__PROBLEM DETAILS__.
Edit the lines below, starting with the line that contains "The service MUST place one dot on the jet" and going on through the line that contains "x=414, y=167", by replacing "dot" with "marker" and leaving everything else unchanged. Give back only those edited lines.

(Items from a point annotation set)
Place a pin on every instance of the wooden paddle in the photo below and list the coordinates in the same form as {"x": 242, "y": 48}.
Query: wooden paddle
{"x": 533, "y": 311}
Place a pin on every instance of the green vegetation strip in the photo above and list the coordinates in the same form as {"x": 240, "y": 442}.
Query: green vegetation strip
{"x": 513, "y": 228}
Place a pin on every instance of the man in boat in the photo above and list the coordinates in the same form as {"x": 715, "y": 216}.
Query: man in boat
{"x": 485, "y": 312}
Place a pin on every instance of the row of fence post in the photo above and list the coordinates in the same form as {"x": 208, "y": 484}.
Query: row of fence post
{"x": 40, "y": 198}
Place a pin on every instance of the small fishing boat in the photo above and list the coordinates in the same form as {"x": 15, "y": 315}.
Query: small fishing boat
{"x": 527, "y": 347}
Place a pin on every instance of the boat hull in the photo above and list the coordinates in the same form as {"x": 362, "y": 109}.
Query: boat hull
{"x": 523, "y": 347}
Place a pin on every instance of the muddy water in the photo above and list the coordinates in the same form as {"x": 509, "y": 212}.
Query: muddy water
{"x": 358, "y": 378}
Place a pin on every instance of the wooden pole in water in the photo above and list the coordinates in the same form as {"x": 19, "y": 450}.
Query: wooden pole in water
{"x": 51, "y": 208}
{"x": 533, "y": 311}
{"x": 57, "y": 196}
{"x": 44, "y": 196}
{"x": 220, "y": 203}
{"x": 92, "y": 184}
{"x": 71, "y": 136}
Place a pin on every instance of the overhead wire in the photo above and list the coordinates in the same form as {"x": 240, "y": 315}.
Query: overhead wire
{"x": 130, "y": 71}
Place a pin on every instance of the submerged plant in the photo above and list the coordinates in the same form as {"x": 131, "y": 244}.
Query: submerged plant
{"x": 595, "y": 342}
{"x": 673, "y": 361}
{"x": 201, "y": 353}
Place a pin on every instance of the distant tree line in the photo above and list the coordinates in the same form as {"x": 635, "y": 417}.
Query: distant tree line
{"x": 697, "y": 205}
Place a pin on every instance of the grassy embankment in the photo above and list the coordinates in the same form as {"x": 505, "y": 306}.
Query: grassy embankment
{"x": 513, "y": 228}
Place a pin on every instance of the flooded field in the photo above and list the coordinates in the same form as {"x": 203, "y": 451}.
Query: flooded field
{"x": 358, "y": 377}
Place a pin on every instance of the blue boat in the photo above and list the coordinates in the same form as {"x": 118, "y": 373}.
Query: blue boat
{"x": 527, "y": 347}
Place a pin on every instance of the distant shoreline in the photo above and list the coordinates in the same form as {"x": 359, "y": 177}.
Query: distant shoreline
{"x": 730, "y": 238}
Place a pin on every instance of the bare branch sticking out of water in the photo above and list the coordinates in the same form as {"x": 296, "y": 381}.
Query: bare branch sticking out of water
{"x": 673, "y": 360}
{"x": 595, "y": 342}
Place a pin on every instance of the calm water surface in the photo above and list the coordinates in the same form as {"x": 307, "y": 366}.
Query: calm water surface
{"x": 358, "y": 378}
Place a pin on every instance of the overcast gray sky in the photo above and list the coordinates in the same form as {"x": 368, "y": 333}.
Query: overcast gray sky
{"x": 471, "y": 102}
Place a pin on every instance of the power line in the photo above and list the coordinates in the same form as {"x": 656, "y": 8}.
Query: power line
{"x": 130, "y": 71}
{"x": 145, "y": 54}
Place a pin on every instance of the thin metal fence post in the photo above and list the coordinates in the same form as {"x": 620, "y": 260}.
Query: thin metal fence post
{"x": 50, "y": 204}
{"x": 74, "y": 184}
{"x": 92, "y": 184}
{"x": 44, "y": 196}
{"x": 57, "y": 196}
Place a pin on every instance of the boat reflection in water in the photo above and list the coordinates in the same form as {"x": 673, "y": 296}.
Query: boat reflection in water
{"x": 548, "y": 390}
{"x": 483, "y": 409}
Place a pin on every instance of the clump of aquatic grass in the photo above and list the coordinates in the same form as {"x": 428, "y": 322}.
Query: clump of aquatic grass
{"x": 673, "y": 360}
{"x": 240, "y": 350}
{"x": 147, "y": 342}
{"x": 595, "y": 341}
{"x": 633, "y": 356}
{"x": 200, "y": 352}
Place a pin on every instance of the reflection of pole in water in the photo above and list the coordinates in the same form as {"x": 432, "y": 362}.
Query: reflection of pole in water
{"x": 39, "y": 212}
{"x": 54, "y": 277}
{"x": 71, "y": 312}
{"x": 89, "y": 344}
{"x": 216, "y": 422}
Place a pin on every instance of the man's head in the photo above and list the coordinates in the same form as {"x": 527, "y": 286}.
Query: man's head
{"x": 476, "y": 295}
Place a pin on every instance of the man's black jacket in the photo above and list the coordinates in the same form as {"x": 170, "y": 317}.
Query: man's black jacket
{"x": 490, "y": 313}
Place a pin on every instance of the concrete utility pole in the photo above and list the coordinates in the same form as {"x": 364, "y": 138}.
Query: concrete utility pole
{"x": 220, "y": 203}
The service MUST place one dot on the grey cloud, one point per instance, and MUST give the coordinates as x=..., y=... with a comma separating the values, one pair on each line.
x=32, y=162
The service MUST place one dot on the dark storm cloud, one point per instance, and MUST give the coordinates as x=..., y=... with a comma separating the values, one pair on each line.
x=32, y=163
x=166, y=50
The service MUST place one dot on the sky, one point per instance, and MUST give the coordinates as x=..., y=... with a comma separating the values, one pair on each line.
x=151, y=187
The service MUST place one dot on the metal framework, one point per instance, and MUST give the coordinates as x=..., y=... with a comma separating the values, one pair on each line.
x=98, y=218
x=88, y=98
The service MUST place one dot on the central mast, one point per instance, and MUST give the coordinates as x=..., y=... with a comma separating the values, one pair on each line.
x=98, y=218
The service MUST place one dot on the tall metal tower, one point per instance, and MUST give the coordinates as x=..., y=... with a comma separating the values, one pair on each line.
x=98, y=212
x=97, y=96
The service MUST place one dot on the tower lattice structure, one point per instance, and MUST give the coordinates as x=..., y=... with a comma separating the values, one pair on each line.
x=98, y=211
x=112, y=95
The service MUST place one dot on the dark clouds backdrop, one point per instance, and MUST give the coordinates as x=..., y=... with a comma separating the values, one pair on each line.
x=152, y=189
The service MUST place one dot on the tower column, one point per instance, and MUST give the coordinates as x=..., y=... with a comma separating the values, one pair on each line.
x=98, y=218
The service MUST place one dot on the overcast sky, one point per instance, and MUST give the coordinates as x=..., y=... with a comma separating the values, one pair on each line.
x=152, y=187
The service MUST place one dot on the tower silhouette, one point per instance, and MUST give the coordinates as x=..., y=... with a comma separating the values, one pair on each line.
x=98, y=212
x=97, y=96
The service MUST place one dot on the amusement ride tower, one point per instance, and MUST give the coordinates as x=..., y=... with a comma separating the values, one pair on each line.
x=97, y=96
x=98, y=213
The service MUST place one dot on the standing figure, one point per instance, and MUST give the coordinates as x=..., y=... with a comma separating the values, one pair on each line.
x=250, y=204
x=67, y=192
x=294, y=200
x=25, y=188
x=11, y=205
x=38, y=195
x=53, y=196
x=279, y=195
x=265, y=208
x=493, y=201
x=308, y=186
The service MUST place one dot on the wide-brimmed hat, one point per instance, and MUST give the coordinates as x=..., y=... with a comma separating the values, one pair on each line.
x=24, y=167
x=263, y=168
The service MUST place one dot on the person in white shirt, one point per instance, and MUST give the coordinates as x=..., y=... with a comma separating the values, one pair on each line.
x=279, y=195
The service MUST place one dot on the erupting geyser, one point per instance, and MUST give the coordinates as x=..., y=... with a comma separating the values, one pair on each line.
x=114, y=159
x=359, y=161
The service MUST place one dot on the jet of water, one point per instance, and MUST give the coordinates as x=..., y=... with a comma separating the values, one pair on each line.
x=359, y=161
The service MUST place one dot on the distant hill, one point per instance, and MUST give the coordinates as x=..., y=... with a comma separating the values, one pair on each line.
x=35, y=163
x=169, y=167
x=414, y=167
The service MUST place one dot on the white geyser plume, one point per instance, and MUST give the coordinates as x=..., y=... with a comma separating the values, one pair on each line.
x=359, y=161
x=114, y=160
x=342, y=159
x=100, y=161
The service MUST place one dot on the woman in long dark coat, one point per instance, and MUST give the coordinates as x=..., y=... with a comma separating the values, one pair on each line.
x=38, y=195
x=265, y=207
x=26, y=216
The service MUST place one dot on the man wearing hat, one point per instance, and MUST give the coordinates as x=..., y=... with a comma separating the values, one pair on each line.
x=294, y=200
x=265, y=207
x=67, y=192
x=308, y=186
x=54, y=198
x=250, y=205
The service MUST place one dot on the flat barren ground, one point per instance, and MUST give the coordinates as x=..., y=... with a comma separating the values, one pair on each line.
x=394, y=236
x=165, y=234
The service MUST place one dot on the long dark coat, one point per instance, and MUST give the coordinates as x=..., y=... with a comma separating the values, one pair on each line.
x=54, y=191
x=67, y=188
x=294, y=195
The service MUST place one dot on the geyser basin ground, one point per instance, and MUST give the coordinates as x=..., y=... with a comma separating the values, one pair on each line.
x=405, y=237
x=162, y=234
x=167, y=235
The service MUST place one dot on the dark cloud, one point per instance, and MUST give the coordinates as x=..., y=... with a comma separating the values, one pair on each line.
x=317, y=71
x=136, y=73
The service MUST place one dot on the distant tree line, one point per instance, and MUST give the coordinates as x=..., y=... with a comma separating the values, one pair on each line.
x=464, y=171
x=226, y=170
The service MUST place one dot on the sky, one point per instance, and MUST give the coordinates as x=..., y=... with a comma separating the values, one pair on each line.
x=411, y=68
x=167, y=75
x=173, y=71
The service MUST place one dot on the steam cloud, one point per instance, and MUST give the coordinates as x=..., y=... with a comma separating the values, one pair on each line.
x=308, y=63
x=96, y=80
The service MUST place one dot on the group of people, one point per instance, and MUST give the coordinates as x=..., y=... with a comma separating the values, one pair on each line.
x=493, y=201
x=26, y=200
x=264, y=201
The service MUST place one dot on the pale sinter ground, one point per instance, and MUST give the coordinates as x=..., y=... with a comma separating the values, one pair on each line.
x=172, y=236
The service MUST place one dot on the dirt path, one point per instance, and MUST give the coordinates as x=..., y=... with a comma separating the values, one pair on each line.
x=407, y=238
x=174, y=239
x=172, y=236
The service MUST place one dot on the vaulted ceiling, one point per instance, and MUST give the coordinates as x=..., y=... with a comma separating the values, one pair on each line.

__SOLUTION FOR THIS PROBLEM__.
The service MUST place one marker on the jet of water, one point per instance, and MUST give the coordinates as x=..., y=... with a comma separating the values, one pair on each line.
x=359, y=161
The service MUST place one marker on the distant hill, one point per instance, and MUST give the coordinates as x=..., y=... with a comma separating the values, one pair on each line.
x=35, y=163
x=169, y=167
x=414, y=167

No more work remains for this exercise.